++++ Task data

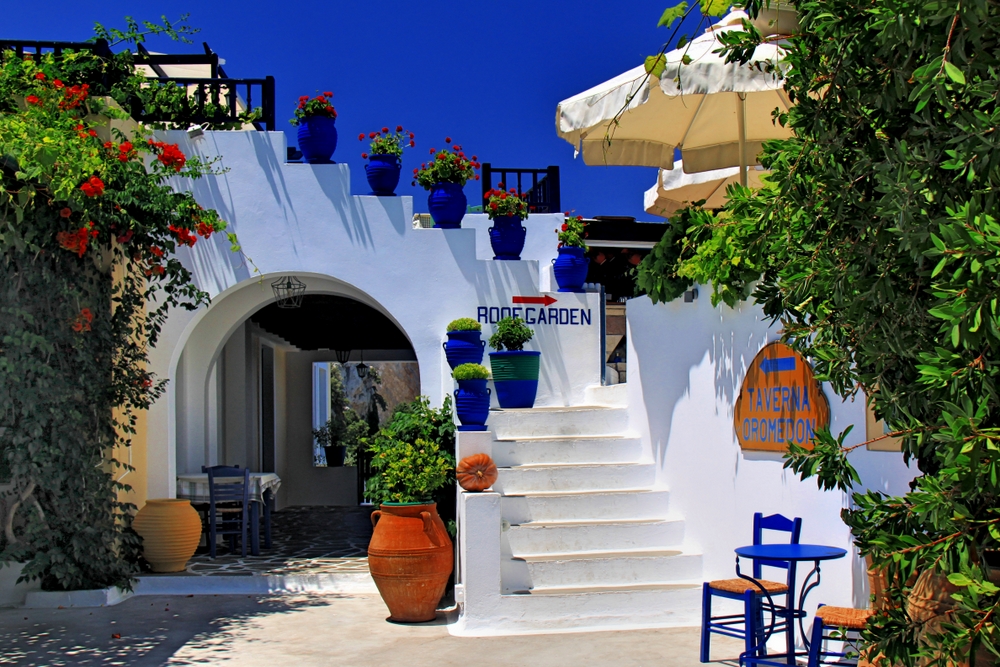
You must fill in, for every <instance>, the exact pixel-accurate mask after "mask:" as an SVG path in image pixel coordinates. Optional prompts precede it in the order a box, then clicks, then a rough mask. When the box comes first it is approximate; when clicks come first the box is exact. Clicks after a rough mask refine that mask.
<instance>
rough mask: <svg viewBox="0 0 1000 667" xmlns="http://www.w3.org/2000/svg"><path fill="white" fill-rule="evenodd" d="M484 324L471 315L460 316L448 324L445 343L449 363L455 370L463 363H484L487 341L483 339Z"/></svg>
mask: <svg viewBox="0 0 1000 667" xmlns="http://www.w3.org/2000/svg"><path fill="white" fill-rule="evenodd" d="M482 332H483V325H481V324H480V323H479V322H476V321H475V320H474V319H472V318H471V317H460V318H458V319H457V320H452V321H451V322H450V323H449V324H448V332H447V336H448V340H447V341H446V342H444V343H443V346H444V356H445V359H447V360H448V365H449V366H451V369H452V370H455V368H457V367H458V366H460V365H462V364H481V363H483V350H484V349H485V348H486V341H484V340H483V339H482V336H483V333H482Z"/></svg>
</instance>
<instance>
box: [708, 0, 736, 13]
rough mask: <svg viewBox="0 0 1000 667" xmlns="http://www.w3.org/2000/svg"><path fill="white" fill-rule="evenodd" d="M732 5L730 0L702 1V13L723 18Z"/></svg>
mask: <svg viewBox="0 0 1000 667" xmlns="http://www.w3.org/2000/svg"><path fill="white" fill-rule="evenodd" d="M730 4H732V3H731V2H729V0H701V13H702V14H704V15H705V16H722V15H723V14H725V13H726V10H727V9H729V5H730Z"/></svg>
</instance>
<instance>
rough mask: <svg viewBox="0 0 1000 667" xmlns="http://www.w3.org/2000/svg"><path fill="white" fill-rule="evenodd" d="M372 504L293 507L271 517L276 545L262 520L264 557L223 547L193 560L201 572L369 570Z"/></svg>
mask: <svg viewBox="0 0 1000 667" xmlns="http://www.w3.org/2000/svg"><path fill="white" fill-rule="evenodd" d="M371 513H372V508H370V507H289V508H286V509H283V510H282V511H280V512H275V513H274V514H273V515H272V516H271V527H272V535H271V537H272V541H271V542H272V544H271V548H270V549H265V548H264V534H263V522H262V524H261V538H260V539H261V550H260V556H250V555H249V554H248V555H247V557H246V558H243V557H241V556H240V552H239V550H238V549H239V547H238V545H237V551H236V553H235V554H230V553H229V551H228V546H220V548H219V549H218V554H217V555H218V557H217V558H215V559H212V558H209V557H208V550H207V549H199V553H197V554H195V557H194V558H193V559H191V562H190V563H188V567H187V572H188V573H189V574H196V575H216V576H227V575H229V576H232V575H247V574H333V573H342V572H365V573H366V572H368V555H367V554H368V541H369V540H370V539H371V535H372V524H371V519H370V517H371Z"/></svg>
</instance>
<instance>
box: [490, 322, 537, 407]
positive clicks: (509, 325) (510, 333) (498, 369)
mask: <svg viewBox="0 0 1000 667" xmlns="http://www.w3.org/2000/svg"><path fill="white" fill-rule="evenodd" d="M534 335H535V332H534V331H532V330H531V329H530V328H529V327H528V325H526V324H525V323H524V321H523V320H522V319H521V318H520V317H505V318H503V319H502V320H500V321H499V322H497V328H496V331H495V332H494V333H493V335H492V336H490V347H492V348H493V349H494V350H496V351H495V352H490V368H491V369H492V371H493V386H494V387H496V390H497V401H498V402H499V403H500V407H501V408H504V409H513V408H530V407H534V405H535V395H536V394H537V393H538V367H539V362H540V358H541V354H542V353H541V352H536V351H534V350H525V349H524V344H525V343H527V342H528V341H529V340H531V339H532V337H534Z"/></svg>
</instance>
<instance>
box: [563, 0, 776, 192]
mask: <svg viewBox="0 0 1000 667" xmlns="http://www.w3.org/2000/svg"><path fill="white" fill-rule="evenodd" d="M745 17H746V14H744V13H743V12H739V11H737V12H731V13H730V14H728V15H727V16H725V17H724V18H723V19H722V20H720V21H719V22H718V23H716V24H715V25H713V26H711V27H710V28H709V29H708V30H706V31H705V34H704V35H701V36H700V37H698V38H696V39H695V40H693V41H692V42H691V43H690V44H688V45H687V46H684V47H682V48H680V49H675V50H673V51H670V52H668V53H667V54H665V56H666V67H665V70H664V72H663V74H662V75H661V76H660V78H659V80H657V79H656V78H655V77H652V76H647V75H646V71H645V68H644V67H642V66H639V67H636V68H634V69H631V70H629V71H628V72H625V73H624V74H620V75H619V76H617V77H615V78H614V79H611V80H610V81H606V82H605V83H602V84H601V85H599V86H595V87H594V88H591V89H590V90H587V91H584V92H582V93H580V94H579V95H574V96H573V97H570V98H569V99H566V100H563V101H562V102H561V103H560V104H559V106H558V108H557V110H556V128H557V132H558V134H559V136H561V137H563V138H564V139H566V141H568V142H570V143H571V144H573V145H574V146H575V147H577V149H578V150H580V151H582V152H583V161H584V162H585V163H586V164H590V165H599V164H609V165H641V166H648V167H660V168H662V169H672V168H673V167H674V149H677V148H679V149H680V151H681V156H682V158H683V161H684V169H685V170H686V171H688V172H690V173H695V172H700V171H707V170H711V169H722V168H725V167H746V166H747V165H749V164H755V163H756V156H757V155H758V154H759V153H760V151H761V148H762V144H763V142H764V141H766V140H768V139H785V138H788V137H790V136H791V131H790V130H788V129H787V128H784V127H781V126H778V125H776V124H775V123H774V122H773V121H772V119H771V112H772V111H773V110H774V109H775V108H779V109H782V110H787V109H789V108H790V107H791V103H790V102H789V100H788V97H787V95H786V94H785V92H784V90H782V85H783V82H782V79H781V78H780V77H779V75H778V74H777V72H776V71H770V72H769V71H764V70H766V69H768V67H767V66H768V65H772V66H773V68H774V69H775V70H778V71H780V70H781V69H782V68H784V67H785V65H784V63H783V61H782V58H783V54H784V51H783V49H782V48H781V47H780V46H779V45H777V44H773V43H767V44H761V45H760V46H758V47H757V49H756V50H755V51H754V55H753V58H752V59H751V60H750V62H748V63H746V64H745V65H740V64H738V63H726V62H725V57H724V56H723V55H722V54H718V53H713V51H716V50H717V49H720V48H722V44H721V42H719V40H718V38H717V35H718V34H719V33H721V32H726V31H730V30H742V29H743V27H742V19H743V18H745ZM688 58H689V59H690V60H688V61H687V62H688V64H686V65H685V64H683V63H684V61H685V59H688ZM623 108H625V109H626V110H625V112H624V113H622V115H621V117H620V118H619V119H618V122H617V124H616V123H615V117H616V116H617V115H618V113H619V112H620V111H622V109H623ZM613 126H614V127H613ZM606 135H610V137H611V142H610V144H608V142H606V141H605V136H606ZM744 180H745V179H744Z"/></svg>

++++++++

What to work on: Can you copy every entry above word for word, omitting the pictures?

Exercise solution:
You must fill in, for every <instance>, the exact pixel-accurate mask after "mask:" as an SVG path in image pixel coordinates. Optional prompts precede it in the order a box, then clicks, then a rough mask. When the box comes first it is approximate; when clicks come first the box is exact. Clicks after a rough mask refine that mask.
<instance>
rough mask: <svg viewBox="0 0 1000 667" xmlns="http://www.w3.org/2000/svg"><path fill="white" fill-rule="evenodd" d="M484 324L471 315L460 316L448 324L445 343L449 363L455 370L463 363H484L487 341L483 339Z"/></svg>
mask: <svg viewBox="0 0 1000 667" xmlns="http://www.w3.org/2000/svg"><path fill="white" fill-rule="evenodd" d="M482 332H483V325H481V324H480V323H479V322H476V321H475V320H474V319H472V318H471V317H460V318H458V319H457V320H452V321H451V322H450V323H449V324H448V332H447V336H448V340H447V341H446V342H444V343H443V346H444V356H445V359H447V360H448V365H449V366H451V369H452V370H455V368H457V367H458V366H460V365H462V364H481V363H483V350H484V349H485V348H486V341H484V340H483V339H482V336H483V333H482Z"/></svg>
</instance>
<instance>
box: [708, 0, 736, 13]
rough mask: <svg viewBox="0 0 1000 667" xmlns="http://www.w3.org/2000/svg"><path fill="white" fill-rule="evenodd" d="M732 5L730 0L702 1V13L723 18Z"/></svg>
mask: <svg viewBox="0 0 1000 667" xmlns="http://www.w3.org/2000/svg"><path fill="white" fill-rule="evenodd" d="M730 4H732V3H731V2H729V0H701V13H702V14H704V15H705V16H722V15H723V14H725V13H726V10H727V9H729V5H730Z"/></svg>
</instance>
<instance>
rough mask: <svg viewBox="0 0 1000 667" xmlns="http://www.w3.org/2000/svg"><path fill="white" fill-rule="evenodd" d="M372 504L293 507L271 517L276 545L262 520L264 557L223 547L193 560L201 572L369 570Z"/></svg>
mask: <svg viewBox="0 0 1000 667" xmlns="http://www.w3.org/2000/svg"><path fill="white" fill-rule="evenodd" d="M371 513H372V508H370V507H289V508H286V509H283V510H282V511H280V512H275V513H274V514H273V515H272V516H271V527H272V535H271V537H272V541H271V542H272V544H271V548H270V549H265V548H264V534H263V522H262V524H261V538H260V539H261V550H260V556H250V555H249V554H248V555H247V557H246V558H243V557H241V556H240V552H239V550H238V549H239V547H238V545H237V551H236V553H235V554H230V553H229V551H228V546H220V548H219V549H218V554H217V555H218V557H217V558H215V559H212V558H209V557H208V550H207V549H199V553H197V554H195V557H194V558H193V559H191V562H190V563H188V567H187V572H188V573H189V574H196V575H216V576H227V575H229V576H232V575H247V574H333V573H342V572H365V573H366V572H368V555H367V554H368V541H369V540H370V539H371V535H372V524H371V519H370V517H371Z"/></svg>
</instance>
<instance>
box: [490, 322, 537, 407]
positive clicks: (509, 325) (510, 333) (498, 369)
mask: <svg viewBox="0 0 1000 667" xmlns="http://www.w3.org/2000/svg"><path fill="white" fill-rule="evenodd" d="M534 335H535V332H534V331H532V330H531V329H530V328H529V327H528V325H526V324H525V323H524V321H523V320H522V319H521V318H520V317H505V318H503V319H502V320H500V321H499V322H497V328H496V331H495V332H494V333H493V335H492V336H490V347H492V348H493V349H494V350H496V351H495V352H490V368H491V369H492V371H493V386H494V387H496V390H497V401H498V402H499V403H500V407H501V408H504V409H513V408H530V407H534V405H535V395H536V394H537V393H538V367H539V362H540V358H541V354H542V353H541V352H536V351H534V350H525V349H524V344H525V343H527V342H528V341H529V340H531V339H532V337H534Z"/></svg>
</instance>
<instance>
box: [563, 0, 776, 192]
mask: <svg viewBox="0 0 1000 667" xmlns="http://www.w3.org/2000/svg"><path fill="white" fill-rule="evenodd" d="M745 17H746V14H744V13H743V12H739V11H737V12H731V13H730V14H728V15H727V16H725V17H724V18H723V19H722V20H720V21H719V22H718V23H716V24H715V25H713V26H711V27H710V28H709V29H708V30H706V31H705V34H704V35H701V36H700V37H698V38H696V39H695V40H693V41H692V42H691V43H690V44H688V45H687V46H684V47H682V48H680V49H675V50H673V51H670V52H668V53H667V54H665V56H666V67H665V70H664V72H663V74H662V75H661V76H660V78H659V80H657V79H656V78H655V77H652V76H647V75H646V71H645V68H644V67H642V66H639V67H636V68H634V69H631V70H629V71H628V72H625V73H624V74H620V75H619V76H617V77H615V78H614V79H611V80H610V81H606V82H605V83H602V84H601V85H599V86H595V87H594V88H591V89H590V90H587V91H584V92H582V93H580V94H579V95H574V96H573V97H570V98H569V99H566V100H563V101H562V102H561V103H560V104H559V106H558V108H557V110H556V128H557V132H558V134H559V136H561V137H563V138H564V139H566V141H568V142H570V143H571V144H573V145H574V146H575V147H577V149H578V150H580V151H582V152H583V161H584V162H585V163H586V164H590V165H599V164H609V165H641V166H648V167H660V168H662V169H672V168H673V167H674V149H677V148H679V149H680V151H681V156H682V158H683V161H684V169H685V170H686V171H688V172H690V173H695V172H700V171H707V170H711V169H722V168H725V167H746V166H747V165H749V164H755V163H756V156H757V155H758V154H759V153H760V151H761V148H762V144H763V142H764V141H766V140H768V139H785V138H788V137H790V136H791V131H790V130H788V129H787V128H784V127H781V126H778V125H776V124H775V123H774V122H773V121H772V119H771V112H772V111H773V110H774V109H775V108H779V109H782V110H787V109H789V108H790V107H791V103H790V102H789V100H788V97H787V95H786V94H785V92H784V90H782V85H783V82H782V79H781V78H780V77H779V75H778V74H777V72H776V71H770V72H769V71H764V70H766V69H768V67H767V66H768V65H772V66H773V68H774V69H775V70H778V71H780V70H781V69H782V68H784V67H785V65H784V63H783V61H782V58H783V54H784V51H783V49H782V48H781V47H780V46H779V45H777V44H773V43H767V44H761V45H760V46H758V47H757V49H756V50H755V51H754V55H753V58H752V59H751V60H750V62H748V63H746V64H745V65H740V64H738V63H726V62H725V57H724V56H723V55H722V54H718V53H713V51H716V50H717V49H720V48H722V44H721V42H719V40H718V38H717V35H718V34H719V33H721V32H726V31H730V30H742V29H743V27H742V19H743V18H745ZM688 58H689V59H690V60H688V61H687V62H688V64H686V65H685V64H683V63H684V61H685V59H688ZM623 108H625V109H626V110H625V112H624V113H622V115H621V117H620V118H619V119H618V122H617V124H616V123H615V117H616V116H617V115H618V113H619V112H620V111H622V109H623ZM613 126H614V127H613ZM606 135H610V137H611V142H610V144H608V142H606V141H605V136H606ZM744 180H745V179H744Z"/></svg>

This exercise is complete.